Referring expression pointing data

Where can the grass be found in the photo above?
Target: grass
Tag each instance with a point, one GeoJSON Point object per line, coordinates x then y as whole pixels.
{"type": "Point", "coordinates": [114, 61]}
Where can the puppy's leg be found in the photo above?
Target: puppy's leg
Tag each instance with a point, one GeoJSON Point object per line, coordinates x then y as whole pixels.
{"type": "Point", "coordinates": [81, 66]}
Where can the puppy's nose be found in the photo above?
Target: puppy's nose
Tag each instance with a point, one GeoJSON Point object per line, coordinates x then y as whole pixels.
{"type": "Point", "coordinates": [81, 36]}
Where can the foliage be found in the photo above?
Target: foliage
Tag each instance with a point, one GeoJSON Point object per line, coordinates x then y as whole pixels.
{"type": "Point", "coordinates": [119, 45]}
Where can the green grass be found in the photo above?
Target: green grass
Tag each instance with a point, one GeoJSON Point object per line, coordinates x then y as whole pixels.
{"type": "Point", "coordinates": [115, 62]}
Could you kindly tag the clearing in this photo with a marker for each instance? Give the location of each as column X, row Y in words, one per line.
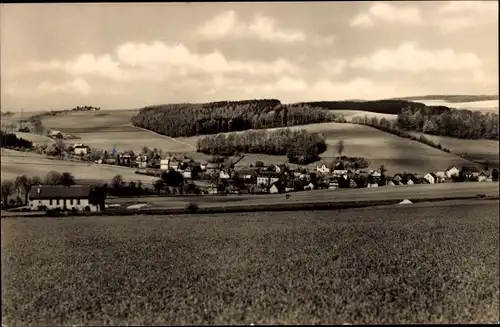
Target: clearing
column 391, row 265
column 477, row 150
column 107, row 128
column 15, row 163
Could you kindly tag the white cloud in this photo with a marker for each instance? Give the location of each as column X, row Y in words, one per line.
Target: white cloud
column 263, row 28
column 77, row 86
column 387, row 13
column 457, row 15
column 333, row 66
column 157, row 61
column 410, row 58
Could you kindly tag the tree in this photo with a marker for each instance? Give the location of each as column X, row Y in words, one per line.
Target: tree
column 159, row 185
column 53, row 178
column 67, row 179
column 23, row 186
column 340, row 147
column 173, row 178
column 7, row 189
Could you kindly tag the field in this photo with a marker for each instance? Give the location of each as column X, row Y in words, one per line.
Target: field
column 397, row 154
column 437, row 264
column 484, row 105
column 14, row 163
column 477, row 150
column 105, row 129
column 420, row 191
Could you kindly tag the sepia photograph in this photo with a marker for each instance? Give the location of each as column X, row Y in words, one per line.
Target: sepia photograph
column 249, row 163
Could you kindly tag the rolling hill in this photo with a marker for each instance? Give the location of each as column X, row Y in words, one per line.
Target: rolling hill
column 107, row 128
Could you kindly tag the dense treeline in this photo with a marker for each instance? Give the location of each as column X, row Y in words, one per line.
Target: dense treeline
column 300, row 146
column 464, row 124
column 11, row 140
column 451, row 98
column 187, row 119
column 392, row 107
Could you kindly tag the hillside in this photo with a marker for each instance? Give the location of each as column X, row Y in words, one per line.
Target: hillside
column 15, row 163
column 395, row 153
column 451, row 98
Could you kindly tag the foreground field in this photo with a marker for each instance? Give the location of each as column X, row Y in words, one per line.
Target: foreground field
column 420, row 191
column 14, row 163
column 477, row 150
column 437, row 264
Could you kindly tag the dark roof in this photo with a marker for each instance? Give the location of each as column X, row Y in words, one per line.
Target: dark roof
column 59, row 192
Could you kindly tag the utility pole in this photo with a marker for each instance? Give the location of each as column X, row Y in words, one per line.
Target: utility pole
column 21, row 120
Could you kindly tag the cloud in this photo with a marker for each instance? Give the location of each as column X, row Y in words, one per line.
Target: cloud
column 262, row 28
column 389, row 14
column 410, row 58
column 77, row 86
column 157, row 61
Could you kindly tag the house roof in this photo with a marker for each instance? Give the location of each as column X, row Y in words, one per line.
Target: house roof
column 59, row 192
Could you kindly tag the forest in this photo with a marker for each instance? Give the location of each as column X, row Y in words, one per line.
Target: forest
column 299, row 146
column 183, row 120
column 392, row 107
column 463, row 124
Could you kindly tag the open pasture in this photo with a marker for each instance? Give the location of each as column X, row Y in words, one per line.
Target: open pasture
column 14, row 163
column 437, row 264
column 477, row 150
column 397, row 154
column 399, row 193
column 105, row 129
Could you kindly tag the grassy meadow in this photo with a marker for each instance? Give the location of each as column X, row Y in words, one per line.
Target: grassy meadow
column 107, row 128
column 477, row 150
column 14, row 163
column 395, row 265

◆ Task brief:
The lines you need are those with the word "found"; list them from the entries.

◆ Result below:
Where can the grass be found in the photo above?
Where can the puppy's leg be found in the photo above?
Where can the puppy's nose be found in the photo above?
Where can the foliage be found in the photo above?
Where can the green grass be found in the photo above?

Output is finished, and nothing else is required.